### TASK REQUIREMENTS
After finding the line that includes "Check that each instance of the bus door" in the records below, transcribe it and each line after it through the last, exactly, and add nothing.
=== Begin Enclosure ===
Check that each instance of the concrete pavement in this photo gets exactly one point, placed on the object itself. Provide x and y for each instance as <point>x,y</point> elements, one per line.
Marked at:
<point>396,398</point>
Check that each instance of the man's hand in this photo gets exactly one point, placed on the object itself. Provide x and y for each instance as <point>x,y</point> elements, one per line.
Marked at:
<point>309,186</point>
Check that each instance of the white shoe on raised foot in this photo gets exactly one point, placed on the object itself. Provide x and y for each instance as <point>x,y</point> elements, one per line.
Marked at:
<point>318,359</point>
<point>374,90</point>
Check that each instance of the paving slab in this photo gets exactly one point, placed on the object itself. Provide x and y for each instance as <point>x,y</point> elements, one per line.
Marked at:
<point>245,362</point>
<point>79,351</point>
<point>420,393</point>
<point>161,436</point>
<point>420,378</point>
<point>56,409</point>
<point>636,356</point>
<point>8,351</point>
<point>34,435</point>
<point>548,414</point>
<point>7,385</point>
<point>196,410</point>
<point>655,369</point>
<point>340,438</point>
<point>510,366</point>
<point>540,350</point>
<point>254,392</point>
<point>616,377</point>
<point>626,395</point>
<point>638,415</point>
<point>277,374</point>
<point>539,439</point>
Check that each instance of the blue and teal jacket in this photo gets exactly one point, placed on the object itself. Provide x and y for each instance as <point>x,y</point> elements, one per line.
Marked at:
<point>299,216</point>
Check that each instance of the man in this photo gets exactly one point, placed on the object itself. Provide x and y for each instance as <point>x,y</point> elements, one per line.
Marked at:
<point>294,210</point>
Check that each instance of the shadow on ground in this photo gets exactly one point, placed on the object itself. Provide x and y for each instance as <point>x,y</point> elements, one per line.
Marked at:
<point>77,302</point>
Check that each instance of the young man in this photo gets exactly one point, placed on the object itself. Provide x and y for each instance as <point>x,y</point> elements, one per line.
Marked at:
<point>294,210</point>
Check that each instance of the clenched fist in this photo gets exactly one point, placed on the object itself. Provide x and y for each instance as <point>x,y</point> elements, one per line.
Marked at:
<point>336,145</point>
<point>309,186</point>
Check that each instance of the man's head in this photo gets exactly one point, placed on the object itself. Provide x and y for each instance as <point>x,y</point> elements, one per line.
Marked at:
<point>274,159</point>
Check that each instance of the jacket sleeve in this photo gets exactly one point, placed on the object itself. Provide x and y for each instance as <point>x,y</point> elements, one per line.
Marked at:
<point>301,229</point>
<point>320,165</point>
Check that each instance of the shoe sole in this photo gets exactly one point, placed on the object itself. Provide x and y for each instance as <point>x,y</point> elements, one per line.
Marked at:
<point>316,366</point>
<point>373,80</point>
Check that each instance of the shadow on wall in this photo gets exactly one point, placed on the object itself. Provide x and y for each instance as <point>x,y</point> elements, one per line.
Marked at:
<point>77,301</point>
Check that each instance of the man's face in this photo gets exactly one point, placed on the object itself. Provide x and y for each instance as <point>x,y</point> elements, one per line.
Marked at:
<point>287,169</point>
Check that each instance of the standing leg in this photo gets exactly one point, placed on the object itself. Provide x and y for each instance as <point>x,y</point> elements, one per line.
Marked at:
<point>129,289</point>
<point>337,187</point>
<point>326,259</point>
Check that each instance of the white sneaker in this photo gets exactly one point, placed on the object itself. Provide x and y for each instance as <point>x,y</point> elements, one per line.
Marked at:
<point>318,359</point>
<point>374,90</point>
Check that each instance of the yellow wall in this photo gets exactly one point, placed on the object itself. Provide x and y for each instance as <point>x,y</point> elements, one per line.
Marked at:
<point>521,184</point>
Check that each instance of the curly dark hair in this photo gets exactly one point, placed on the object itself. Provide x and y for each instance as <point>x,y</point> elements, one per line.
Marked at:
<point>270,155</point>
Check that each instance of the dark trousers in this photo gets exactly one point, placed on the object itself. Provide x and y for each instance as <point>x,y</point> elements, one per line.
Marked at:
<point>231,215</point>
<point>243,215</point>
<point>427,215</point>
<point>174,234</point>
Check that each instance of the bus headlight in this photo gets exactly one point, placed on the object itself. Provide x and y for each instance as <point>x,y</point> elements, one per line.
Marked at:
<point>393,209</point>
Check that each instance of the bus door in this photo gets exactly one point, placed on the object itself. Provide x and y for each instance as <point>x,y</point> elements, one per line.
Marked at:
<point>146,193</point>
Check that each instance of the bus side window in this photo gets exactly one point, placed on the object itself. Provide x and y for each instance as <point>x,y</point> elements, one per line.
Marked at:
=== End Enclosure ===
### EXERCISE RESPONSE
Check that each instance of the bus door in this photo gets exactly one point, placed on the object itself. Provide x and y for each instance as <point>x,y</point> elements, one per line.
Marked at:
<point>146,193</point>
Check that each instance of the bus side window in this photo gets exactly one point, placed on the object itself. Provide x and y for each instance as <point>x,y</point> elements, one per line.
Marked at:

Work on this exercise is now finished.